DATA SHOWN
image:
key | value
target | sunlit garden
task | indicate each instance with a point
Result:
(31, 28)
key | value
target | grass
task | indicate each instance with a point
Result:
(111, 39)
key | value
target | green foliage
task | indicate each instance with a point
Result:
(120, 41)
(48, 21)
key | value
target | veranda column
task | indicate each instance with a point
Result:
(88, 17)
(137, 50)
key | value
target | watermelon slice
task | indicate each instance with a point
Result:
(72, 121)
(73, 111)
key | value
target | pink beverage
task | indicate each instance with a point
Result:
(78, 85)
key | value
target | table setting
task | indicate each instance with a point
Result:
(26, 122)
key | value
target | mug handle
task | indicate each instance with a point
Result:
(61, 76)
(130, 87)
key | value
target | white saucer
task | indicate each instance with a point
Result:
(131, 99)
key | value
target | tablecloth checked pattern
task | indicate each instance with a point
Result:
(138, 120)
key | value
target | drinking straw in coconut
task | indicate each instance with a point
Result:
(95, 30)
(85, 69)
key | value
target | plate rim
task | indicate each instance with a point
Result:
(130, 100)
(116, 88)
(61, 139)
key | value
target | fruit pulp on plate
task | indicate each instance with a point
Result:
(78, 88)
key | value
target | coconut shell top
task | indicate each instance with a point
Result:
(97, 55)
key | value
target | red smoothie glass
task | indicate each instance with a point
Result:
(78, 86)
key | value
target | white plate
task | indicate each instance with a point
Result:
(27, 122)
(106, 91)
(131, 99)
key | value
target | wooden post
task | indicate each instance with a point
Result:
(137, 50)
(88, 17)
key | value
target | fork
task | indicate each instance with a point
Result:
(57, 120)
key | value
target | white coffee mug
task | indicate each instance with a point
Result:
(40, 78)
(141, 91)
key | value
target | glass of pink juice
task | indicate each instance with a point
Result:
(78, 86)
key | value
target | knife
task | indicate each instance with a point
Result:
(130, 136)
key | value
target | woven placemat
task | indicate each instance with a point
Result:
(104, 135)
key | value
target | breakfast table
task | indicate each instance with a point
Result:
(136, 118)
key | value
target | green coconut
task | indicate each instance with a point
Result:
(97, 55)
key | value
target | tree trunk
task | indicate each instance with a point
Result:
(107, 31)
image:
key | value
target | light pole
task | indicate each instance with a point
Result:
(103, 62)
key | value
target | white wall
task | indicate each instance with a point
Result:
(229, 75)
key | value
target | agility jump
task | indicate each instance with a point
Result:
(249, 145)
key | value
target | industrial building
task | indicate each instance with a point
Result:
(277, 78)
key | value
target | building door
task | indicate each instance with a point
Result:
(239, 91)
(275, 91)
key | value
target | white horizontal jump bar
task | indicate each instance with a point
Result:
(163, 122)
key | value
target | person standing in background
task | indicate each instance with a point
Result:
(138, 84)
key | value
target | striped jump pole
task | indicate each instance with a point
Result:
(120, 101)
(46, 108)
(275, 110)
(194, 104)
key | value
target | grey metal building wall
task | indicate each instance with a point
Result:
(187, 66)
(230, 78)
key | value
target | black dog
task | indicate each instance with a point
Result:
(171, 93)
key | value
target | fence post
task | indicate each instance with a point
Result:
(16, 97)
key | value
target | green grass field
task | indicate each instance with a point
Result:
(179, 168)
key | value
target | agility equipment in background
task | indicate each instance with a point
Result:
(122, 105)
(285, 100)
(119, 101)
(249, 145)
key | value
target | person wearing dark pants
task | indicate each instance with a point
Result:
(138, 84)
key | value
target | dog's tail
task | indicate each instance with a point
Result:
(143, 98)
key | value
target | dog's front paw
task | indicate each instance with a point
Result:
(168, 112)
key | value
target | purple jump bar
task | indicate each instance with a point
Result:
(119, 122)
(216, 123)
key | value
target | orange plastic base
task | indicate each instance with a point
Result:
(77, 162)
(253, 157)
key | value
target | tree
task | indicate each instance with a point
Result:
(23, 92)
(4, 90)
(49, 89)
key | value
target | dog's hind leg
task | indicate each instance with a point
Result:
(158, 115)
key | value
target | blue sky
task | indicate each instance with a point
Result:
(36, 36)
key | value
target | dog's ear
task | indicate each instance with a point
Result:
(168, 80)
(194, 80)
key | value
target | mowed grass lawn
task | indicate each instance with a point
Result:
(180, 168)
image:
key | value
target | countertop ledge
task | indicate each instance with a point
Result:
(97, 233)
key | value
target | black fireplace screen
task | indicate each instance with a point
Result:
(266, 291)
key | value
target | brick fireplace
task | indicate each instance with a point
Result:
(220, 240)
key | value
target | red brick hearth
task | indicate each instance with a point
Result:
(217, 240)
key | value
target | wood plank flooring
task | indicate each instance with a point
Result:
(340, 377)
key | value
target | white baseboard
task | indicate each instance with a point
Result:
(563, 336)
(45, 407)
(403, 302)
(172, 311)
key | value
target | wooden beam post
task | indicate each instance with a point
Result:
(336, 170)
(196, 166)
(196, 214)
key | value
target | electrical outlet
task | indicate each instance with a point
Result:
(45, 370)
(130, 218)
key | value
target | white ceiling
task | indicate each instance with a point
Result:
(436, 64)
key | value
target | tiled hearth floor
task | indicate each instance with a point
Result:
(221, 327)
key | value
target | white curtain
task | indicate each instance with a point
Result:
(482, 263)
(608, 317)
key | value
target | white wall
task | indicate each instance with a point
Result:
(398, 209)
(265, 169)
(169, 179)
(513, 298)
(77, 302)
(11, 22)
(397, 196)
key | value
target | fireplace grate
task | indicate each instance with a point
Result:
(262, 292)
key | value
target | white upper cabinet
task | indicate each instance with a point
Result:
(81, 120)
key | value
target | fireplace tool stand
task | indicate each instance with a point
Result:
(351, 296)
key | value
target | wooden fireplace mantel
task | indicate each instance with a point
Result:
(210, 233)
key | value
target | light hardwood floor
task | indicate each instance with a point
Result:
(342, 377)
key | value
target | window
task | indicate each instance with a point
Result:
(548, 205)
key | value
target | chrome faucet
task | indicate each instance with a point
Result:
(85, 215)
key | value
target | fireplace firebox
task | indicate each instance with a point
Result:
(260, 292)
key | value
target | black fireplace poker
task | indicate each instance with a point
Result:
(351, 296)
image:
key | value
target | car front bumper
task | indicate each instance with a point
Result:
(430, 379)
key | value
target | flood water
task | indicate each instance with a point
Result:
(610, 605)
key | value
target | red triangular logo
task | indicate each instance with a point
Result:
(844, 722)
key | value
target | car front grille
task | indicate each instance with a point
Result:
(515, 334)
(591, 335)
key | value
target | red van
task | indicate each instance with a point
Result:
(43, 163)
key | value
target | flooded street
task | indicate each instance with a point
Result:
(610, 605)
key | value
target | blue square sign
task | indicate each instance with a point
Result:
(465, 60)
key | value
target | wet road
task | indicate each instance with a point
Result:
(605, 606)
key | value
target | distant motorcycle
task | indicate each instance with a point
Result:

WHAT THE TASK REQUIRES
Restate the records above verbatim up to and including the line containing "target | tablecloth checked pattern".

ANSWER BOX
image:
key | value
target | sunlit garden
task | indicate each instance with a point
Result:
(31, 28)
key | value
target | grass
task | indicate each instance with a point
Result:
(111, 39)
key | value
target | green foliage
task | indicate each instance with a point
Result:
(120, 41)
(48, 21)
key | value
target | veranda column
task | indicate each instance with a point
Result:
(88, 17)
(137, 50)
key | value
target | watermelon slice
task | indicate each instance with a point
Result:
(72, 121)
(73, 111)
key | value
target | pink beverage
task | indicate each instance with a point
Result:
(78, 85)
key | value
target | table setting
task | indicate each instance with a point
Result:
(26, 122)
key | value
target | mug handle
task | indicate each instance with a point
Result:
(61, 76)
(130, 87)
key | value
target | white saucer
task | indicate each instance with a point
Result:
(131, 99)
key | value
target | tablecloth checked pattern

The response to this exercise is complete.